Task description –
Reproduce the lines below word for word.

Dataset records –
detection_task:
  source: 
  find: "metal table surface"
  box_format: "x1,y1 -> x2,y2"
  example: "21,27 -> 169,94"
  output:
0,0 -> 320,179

Exercise answer –
detection_task:
  source: 
  find: "metal table surface"
  box_format: "x1,y1 -> x2,y2"
  example: "21,27 -> 169,94"
  output:
0,0 -> 320,179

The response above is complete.